• Passage to read:
════

This article is part of the supplement: Selected articles from The Second Workshop on Data Mining of Next-Generation Sequencing in conjunction with the 2012 IEEE International Conference on Bioinformatics and Biomedicine
An efficient and scalable graph modeling approach for capturing information at different levels in next generation sequencing reads
1 Department of Pathology and Microbiology, University of Nebraska Medical Center, Omaha, NE 68198, USA
2 College of Information Technology, University of Nebraska at Omaha, Omaha, NE 68182, USA
BMC Bioinformatics 2013, 14(Suppl 11):S7 doi:10.1186/1471-2105-14-S11-S7Published: 4 November 2013
Next generation sequencing technologies have greatly advanced many research areas of the biomedical sciences through their capability to generate massive amounts of genetic information at unprecedented rates. The advent of next generation sequencing has led to the development of numerous computational tools to analyze and assemble the millions to billions of short sequencing reads produced by these technologies. While these tools filled an important gap, current approaches for storing, processing, and analyzing short read datasets generally have remained simple and lack the complexity needed to efficiently model the produced reads and assemble them correctly.
Previously, we presented an overlap graph coarsening scheme for modeling read overlap relationships on multiple levels. Most current read assembly and analysis approaches use a single graph or set of clusters to represent the relationships among a read dataset. Instead, we use a series of graphs to represent the reads and their overlap relationships across a spectrum of information granularity. At each information level our algorithm is capable of generating clusters of reads from the reduced graph, forming an integrated graph modeling and clustering approach for read analysis and assembly. Previously we applied our algorithm to simulated and real 454 datasets to assess its ability to efficiently model and cluster next generation sequencing data. In this paper we extend our algorithm to large simulated and real Illumina datasets to demonstrate that our algorithm is practical for both sequencing technologies.
Our overlap graph theoretic algorithm is able to model next generation sequencing reads at various levels of granularity through the process of graph coarsening. Additionally, our model allows for efficient representation of the read overlap relationships, is scalable for large datasets, and is practical for both Illumina and 454 sequencing technologies.

════

• Dataset excerpts:
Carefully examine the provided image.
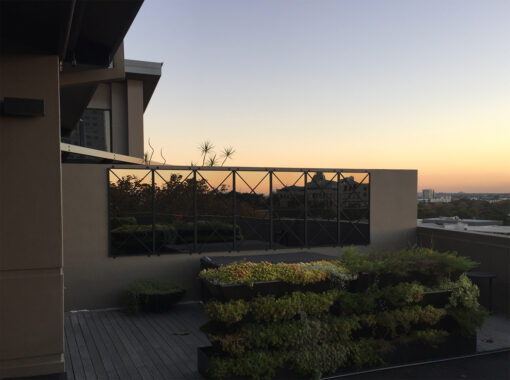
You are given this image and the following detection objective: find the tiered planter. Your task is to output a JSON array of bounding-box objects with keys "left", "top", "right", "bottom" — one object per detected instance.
[{"left": 197, "top": 251, "right": 482, "bottom": 380}]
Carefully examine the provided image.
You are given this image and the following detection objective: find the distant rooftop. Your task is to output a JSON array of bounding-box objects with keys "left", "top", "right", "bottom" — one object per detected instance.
[{"left": 420, "top": 216, "right": 503, "bottom": 226}]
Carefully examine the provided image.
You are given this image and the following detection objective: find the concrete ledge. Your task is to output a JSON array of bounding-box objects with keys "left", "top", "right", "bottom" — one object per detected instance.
[{"left": 416, "top": 227, "right": 510, "bottom": 318}]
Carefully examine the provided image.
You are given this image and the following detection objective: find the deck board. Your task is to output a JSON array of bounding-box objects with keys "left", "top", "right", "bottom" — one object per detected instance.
[{"left": 65, "top": 303, "right": 209, "bottom": 380}]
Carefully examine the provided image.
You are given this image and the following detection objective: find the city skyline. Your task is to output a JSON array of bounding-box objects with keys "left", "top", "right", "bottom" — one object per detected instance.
[{"left": 125, "top": 0, "right": 510, "bottom": 192}]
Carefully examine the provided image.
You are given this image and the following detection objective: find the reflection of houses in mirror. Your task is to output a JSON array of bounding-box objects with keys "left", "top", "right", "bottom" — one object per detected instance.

════

• Required action 1: In the abstract on graph modeling of sequencing reads, which two sequencing technologies is the algorithm described as practical for?
• Required action 2: Reproduce the abstract on graph modeling of sequencing reads from "Our overlap graph" up to and including "454 sequencing technologies.", switching "granularity" to "resolution".

• Exercise output 1: Illumina and 454.

• Exercise output 2:
Our overlap graph theoretic algorithm is able to model next generation sequencing reads at various levels of resolution through the process of graph coarsening. Additionally, our model allows for efficient representation of the read overlap relationships, is scalable for large datasets, and is practical for both Illumina and 454 sequencing technologies.